PROMPT » Reproduce each item below verbatim, line for line, and omit the pictures from your output.

EXTRACTED MATERIAL »
━━━━━━━━━━━━━━━━━━━━

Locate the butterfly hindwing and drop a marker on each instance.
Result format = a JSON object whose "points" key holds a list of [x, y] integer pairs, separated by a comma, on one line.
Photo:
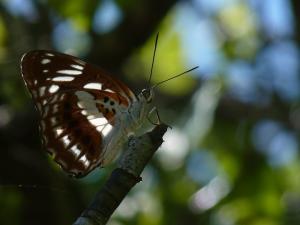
{"points": [[78, 105]]}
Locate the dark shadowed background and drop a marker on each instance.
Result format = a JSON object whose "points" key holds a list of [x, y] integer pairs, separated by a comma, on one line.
{"points": [[232, 157]]}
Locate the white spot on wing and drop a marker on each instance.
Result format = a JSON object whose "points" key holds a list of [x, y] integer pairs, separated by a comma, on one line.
{"points": [[97, 86], [78, 67], [107, 129], [55, 108], [66, 140], [84, 112], [98, 121], [109, 90], [45, 61], [63, 78], [69, 72], [42, 90], [39, 106], [58, 131], [53, 121], [54, 99], [43, 126], [75, 150], [78, 61], [53, 88], [34, 93], [84, 160]]}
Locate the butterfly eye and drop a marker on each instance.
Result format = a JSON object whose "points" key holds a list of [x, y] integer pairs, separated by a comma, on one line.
{"points": [[147, 94]]}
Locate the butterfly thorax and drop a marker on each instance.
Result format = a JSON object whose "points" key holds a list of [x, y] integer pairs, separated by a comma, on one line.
{"points": [[129, 122]]}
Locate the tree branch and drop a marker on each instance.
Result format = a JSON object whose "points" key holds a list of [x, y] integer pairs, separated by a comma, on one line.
{"points": [[132, 162]]}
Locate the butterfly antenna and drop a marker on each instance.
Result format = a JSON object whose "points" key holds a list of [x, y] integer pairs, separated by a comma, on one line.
{"points": [[173, 77], [153, 59]]}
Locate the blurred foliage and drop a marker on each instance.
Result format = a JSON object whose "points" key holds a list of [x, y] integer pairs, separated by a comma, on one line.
{"points": [[232, 157]]}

━━━━━━━━━━━━━━━━━━━━

TASK SOLUTION »
Locate the butterfly hindwing and drop a marker on each instance.
Result format = a JSON object whose "points" key holds a list of [x, y] integer pairs, separated by a comma, on one line.
Photo:
{"points": [[78, 105]]}
Locate the dark shadowed background and drop a marker on each instance.
Result format = a JSON object whose "points" key holds a list of [x, y] integer pairs, separated by a comma, on one line.
{"points": [[232, 157]]}
Locate the white spot on wing and drop a marker on each instance.
Result format = a JSON object whose "points" key holds a list of [x, y] integer pairs, separated by a comma, on one line.
{"points": [[97, 86], [78, 67], [107, 129], [55, 108], [66, 140], [84, 112], [98, 121], [109, 90], [45, 61], [63, 78], [69, 72], [42, 90], [39, 106], [58, 131], [53, 121], [54, 99], [43, 126], [75, 150], [78, 61], [53, 88], [34, 93], [84, 160]]}
Locate the butterfly eye and drop a marker on each instance.
Result format = a JSON object whose "points" key holds a list of [x, y] integer pairs, separated by a comma, on one line.
{"points": [[147, 94]]}
Locate the butterfly thorax and drop a marker on each instance.
Result format = a JSON object whose "points" key holds a list of [x, y] integer pairs, separated by a comma, on one line.
{"points": [[129, 122]]}
Locate the tree branch and drop a marker on each instance.
Result format = a JSON object whose "points" key holds a list of [x, y] integer pairs, separated by a comma, on one line.
{"points": [[132, 162]]}
Locate the butterfly antenna and drop a marker on each instance.
Result format = a JSON object whose "points" key holds a list of [x, y] integer pairs, separated by a comma, on one line.
{"points": [[173, 77], [153, 59]]}
Locate the blurred foliage and drop a marker on each instance.
Result format = a JSON object whose "points" key holds a list of [x, y] integer pairs, separated by a comma, on one line.
{"points": [[232, 157]]}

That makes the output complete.